-- begin Data shown --

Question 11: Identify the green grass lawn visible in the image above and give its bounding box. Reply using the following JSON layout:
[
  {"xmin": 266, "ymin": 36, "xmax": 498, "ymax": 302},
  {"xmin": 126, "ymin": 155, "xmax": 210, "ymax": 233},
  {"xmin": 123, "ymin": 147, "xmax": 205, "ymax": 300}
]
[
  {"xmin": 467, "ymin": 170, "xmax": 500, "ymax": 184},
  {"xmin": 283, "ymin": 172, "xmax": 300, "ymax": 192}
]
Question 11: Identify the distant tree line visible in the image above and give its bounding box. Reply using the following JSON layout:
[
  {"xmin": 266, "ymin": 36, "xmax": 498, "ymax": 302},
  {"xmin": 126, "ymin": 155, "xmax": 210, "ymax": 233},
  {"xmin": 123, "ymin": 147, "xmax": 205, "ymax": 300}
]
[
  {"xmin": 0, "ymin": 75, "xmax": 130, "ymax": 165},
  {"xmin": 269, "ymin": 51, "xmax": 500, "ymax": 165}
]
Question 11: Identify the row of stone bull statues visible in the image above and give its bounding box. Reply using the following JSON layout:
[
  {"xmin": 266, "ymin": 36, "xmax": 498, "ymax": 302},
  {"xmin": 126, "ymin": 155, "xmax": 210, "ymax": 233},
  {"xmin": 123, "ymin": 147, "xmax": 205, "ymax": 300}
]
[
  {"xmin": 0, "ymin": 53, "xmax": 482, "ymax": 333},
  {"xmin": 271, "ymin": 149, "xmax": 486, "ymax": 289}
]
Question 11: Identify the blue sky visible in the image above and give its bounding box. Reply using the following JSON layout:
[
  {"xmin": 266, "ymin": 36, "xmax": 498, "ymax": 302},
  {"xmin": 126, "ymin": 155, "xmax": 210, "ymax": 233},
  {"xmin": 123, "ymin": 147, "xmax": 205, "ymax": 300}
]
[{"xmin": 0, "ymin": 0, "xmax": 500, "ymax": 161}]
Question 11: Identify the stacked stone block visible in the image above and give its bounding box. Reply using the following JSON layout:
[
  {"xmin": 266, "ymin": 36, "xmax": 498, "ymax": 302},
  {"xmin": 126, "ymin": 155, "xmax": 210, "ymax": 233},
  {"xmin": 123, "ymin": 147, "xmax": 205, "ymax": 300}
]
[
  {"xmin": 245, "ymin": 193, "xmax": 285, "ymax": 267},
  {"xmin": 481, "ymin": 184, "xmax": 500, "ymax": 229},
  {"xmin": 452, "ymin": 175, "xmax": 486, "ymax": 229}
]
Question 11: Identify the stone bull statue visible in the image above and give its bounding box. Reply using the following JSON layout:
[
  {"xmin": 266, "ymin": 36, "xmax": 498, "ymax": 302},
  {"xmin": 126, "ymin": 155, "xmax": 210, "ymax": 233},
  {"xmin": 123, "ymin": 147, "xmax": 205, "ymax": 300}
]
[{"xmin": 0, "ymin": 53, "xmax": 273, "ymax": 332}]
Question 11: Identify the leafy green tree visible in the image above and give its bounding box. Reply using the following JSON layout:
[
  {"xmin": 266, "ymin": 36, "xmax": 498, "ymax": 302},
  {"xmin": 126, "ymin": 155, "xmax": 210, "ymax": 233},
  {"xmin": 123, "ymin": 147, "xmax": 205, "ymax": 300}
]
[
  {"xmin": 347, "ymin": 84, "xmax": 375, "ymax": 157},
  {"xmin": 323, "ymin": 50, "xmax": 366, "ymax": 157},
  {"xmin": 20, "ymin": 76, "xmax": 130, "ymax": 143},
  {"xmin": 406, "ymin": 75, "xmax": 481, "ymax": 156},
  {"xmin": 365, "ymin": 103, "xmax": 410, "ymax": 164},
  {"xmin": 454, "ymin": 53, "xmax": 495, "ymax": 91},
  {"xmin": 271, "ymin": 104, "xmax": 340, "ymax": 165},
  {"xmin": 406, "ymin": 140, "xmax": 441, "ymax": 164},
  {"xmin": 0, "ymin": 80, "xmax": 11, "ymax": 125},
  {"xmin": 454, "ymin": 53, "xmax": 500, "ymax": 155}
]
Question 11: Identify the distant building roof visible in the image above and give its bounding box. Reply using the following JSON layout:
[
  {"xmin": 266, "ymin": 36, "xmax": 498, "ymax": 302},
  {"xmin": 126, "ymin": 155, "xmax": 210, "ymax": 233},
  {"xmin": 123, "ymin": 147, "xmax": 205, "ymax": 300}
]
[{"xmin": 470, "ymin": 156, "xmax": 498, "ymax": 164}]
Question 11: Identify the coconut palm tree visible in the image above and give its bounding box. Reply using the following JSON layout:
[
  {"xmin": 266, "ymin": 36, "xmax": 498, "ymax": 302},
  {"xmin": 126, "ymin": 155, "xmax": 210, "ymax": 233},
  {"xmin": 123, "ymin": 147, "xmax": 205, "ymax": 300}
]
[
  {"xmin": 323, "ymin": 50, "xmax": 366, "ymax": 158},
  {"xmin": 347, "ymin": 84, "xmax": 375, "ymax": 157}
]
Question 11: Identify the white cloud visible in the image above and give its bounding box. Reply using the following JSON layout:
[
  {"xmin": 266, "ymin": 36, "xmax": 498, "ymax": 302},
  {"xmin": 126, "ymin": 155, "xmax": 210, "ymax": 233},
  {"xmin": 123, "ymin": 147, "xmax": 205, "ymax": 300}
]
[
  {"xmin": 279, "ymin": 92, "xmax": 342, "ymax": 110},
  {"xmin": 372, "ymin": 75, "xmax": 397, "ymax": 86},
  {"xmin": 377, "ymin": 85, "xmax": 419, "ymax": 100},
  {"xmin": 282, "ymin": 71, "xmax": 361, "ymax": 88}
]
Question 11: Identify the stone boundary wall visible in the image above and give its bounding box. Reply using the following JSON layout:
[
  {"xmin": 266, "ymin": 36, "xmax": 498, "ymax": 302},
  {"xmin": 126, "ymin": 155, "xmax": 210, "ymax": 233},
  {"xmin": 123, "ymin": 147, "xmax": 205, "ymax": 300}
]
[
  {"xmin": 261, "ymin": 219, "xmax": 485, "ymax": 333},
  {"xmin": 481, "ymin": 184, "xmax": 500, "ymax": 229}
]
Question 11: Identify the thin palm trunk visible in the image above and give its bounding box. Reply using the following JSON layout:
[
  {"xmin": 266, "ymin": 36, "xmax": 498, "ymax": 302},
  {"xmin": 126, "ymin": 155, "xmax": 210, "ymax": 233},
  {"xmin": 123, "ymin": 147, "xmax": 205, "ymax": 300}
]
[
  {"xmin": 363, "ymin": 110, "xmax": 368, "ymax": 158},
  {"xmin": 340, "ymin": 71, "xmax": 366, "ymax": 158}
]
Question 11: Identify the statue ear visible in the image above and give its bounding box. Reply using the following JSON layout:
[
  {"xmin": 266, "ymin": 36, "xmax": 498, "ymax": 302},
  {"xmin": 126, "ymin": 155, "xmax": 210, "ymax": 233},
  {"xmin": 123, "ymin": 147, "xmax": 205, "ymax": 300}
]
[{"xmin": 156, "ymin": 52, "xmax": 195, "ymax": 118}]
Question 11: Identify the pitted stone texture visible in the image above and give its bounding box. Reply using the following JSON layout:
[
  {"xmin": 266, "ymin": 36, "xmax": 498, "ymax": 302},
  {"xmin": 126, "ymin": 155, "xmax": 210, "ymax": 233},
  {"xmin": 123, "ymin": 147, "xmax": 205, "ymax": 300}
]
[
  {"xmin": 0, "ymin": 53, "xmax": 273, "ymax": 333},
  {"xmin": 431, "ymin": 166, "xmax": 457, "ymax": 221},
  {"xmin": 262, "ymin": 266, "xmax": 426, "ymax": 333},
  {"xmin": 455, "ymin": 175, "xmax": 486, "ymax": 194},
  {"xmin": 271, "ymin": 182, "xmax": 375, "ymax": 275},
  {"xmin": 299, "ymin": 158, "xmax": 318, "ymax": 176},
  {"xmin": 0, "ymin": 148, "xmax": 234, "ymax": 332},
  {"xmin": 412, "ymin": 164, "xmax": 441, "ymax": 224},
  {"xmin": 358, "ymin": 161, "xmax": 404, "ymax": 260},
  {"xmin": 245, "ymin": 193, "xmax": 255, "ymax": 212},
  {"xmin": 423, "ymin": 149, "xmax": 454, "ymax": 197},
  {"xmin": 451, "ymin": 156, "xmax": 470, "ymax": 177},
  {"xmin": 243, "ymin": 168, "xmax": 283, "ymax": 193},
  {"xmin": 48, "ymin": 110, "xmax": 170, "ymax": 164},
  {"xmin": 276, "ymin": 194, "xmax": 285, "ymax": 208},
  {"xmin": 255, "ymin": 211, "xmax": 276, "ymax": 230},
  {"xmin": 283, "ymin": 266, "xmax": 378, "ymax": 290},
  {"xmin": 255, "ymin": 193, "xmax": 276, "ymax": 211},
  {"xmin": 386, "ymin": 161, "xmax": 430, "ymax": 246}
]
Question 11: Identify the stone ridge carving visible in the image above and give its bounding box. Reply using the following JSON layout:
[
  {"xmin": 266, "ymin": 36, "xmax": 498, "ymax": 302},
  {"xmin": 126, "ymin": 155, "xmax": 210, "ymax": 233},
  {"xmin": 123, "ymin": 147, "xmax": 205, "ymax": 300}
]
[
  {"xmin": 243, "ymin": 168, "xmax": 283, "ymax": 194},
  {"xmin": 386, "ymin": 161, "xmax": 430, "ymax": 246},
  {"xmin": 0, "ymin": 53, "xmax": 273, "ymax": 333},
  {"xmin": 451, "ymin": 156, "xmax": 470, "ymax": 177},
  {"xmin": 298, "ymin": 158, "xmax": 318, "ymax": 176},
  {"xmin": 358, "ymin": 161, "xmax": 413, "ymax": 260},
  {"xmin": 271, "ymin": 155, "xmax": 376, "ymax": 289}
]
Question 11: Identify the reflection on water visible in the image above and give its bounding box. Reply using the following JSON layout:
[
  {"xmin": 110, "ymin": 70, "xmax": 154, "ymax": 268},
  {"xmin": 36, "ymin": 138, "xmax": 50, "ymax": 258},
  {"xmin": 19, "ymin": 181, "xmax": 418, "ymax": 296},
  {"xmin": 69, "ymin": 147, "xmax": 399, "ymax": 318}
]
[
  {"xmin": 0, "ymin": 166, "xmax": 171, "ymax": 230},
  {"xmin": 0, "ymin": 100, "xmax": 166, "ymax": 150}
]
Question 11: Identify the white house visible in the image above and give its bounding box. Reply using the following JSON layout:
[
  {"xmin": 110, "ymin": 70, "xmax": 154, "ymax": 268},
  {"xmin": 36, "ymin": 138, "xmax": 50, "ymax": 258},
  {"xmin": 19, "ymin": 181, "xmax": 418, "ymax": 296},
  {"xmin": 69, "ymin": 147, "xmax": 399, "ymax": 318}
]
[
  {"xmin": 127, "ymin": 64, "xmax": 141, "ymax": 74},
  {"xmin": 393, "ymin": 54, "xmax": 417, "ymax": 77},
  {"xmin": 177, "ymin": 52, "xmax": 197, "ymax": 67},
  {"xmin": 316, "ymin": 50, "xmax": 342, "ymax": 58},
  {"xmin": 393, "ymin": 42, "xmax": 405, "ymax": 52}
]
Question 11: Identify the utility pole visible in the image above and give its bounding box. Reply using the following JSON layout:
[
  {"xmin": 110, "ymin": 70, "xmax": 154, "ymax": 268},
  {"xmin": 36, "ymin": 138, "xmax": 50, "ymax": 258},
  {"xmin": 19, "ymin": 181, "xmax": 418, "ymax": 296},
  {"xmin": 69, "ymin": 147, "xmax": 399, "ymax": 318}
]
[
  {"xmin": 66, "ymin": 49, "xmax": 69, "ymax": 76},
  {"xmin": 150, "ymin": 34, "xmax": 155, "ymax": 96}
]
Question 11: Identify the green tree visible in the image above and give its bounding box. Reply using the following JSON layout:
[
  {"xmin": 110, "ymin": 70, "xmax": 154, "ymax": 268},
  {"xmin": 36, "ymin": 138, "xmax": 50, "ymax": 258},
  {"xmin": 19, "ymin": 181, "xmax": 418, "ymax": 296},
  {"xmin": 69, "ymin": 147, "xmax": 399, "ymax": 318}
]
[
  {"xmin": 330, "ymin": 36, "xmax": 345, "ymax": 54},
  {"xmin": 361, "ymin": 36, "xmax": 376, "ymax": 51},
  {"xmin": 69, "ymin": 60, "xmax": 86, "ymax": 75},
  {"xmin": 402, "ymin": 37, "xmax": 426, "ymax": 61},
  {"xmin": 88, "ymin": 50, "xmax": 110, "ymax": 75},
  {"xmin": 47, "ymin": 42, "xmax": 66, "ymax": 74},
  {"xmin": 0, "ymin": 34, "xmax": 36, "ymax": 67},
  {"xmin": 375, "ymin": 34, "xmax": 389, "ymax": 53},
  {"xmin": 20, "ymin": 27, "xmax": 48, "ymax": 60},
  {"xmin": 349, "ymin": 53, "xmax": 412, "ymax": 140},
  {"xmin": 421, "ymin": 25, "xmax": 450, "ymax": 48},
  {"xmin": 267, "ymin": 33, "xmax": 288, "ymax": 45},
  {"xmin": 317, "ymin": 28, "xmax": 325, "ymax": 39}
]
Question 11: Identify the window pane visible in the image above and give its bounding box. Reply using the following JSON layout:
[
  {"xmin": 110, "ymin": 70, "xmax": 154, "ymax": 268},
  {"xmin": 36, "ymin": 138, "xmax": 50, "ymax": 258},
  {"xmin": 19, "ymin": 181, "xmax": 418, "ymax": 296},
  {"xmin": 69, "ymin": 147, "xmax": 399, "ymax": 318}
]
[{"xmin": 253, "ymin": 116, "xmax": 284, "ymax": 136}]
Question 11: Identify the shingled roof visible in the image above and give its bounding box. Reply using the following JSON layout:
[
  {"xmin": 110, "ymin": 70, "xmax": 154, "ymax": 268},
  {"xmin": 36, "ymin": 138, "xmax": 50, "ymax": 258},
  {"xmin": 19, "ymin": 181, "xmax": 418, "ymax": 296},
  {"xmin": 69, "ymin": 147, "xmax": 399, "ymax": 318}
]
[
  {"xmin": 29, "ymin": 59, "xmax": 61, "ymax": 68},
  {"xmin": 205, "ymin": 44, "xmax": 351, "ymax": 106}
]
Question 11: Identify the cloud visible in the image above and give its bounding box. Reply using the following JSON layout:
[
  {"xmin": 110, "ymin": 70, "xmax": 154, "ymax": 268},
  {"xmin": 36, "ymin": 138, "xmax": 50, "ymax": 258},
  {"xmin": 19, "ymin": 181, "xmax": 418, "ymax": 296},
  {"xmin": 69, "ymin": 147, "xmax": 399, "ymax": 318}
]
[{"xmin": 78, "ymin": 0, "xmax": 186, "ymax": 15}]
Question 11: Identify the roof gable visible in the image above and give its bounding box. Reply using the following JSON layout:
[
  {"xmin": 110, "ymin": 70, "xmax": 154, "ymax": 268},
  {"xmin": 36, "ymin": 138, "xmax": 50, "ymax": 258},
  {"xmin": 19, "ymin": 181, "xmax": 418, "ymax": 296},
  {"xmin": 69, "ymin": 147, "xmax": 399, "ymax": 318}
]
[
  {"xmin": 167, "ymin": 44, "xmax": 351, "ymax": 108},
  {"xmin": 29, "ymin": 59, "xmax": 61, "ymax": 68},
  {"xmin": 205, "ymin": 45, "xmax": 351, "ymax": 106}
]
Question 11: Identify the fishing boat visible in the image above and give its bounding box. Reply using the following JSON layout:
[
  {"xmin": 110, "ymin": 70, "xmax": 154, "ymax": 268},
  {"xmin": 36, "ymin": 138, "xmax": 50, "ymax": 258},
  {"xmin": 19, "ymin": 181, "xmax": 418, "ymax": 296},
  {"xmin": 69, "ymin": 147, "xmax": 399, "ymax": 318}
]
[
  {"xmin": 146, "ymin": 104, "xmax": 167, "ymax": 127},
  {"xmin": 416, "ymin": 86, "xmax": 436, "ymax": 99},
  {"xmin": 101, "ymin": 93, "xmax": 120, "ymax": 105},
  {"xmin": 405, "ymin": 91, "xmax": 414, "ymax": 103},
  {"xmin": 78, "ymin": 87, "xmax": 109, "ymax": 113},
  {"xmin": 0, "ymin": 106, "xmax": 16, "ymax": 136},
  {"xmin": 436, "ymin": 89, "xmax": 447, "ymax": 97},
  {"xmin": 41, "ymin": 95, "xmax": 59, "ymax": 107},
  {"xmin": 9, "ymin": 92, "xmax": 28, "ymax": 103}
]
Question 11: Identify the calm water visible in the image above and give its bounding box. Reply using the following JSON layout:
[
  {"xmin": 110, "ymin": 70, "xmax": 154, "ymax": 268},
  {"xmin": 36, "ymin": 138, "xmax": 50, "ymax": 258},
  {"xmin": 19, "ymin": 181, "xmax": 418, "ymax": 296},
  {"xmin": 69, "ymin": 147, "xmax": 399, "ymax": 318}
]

-- end Data shown --

_Task requirements_
Return each line of the items above that contains the string "palm".

_Result of the task_
Question 11: Identify the coconut palm tree visible in the image above and give its bounding box. Reply using the following JSON layout:
Question 11: Identify the thin palm trunk visible in the image above and give its bounding box. Reply using the following JSON layout:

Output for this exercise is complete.